▶ SUPPLIED RECORDS
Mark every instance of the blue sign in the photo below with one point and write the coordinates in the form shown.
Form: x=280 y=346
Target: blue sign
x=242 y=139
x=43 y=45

▶ WHAT IS BEING ASKED
Repeat every line of the material exactly as given.

▶ EXERCISE ANSWER
Mark every instance of the blue sign in the photo below with one point and write the coordinates in the form shown.
Form: x=280 y=346
Target: blue sign
x=242 y=139
x=43 y=45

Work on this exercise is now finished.